Exercise requirements
How many lines in the rows below contain the string "girl"? Letter case matters. Reply with the number only.

***

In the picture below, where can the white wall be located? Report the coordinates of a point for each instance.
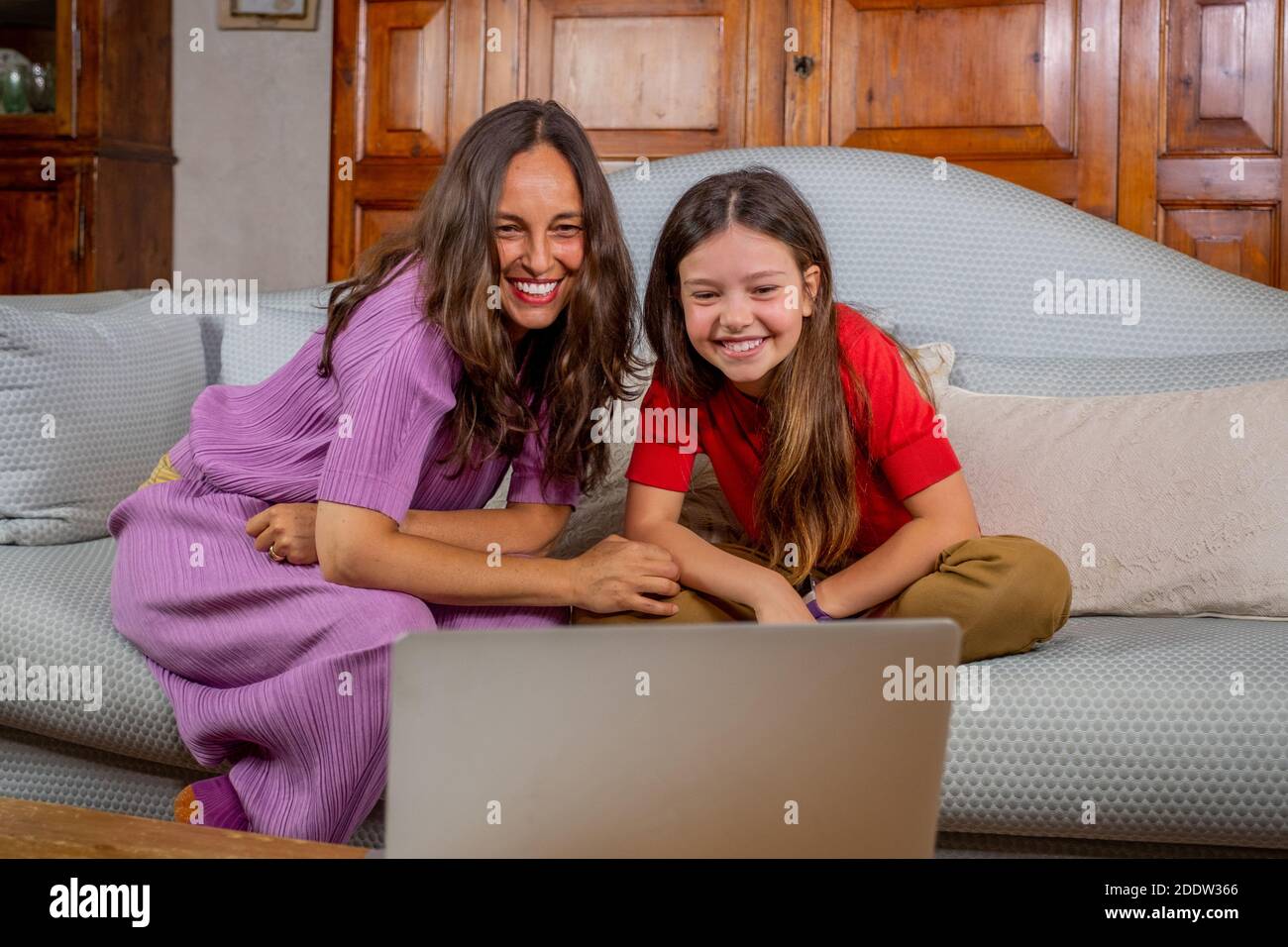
(253, 136)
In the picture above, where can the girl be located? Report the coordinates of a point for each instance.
(476, 342)
(820, 441)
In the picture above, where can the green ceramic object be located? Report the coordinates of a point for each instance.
(40, 88)
(13, 89)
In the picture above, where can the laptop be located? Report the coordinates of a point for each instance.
(669, 741)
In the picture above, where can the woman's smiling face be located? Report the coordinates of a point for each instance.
(540, 239)
(743, 299)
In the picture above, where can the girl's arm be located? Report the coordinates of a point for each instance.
(520, 527)
(652, 515)
(941, 514)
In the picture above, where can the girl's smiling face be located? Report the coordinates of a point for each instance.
(745, 299)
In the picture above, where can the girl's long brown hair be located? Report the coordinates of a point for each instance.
(585, 359)
(806, 489)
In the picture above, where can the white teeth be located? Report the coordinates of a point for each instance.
(537, 289)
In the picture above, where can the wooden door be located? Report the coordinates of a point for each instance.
(407, 81)
(645, 77)
(1203, 110)
(44, 226)
(1020, 89)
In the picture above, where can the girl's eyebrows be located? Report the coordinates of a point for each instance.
(561, 215)
(761, 274)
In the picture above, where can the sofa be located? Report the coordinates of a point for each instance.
(1115, 707)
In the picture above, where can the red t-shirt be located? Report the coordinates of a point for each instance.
(730, 432)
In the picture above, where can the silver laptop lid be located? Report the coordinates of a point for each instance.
(668, 741)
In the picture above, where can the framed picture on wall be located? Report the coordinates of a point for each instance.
(268, 14)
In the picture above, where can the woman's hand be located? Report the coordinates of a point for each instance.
(781, 604)
(288, 528)
(617, 575)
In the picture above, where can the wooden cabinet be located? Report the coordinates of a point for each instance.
(1164, 116)
(86, 188)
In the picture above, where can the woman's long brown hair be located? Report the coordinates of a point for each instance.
(806, 489)
(584, 360)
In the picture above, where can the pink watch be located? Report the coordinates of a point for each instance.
(810, 598)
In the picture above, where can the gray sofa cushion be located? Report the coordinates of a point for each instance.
(88, 402)
(1076, 377)
(252, 354)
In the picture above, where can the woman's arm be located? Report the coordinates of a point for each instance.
(652, 515)
(941, 514)
(364, 548)
(520, 527)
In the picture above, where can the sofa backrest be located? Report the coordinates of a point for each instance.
(952, 256)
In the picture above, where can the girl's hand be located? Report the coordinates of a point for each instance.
(617, 575)
(782, 605)
(288, 528)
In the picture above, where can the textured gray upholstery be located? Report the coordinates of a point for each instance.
(956, 261)
(1076, 377)
(1132, 714)
(88, 401)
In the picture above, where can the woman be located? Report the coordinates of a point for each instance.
(478, 339)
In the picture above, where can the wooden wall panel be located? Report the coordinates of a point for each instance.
(407, 81)
(1164, 116)
(645, 77)
(1203, 111)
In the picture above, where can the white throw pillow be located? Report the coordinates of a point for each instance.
(1159, 504)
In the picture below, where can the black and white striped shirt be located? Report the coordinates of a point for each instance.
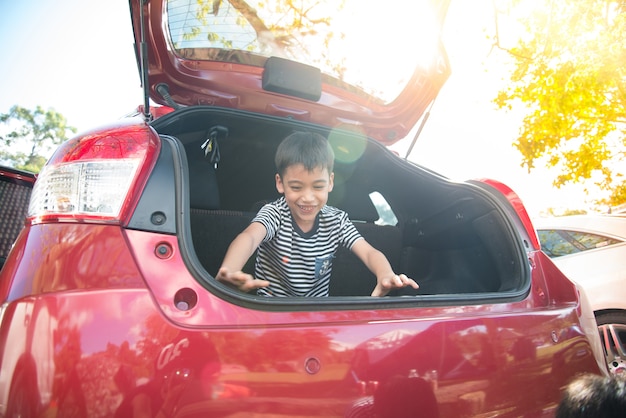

***

Exercise answer
6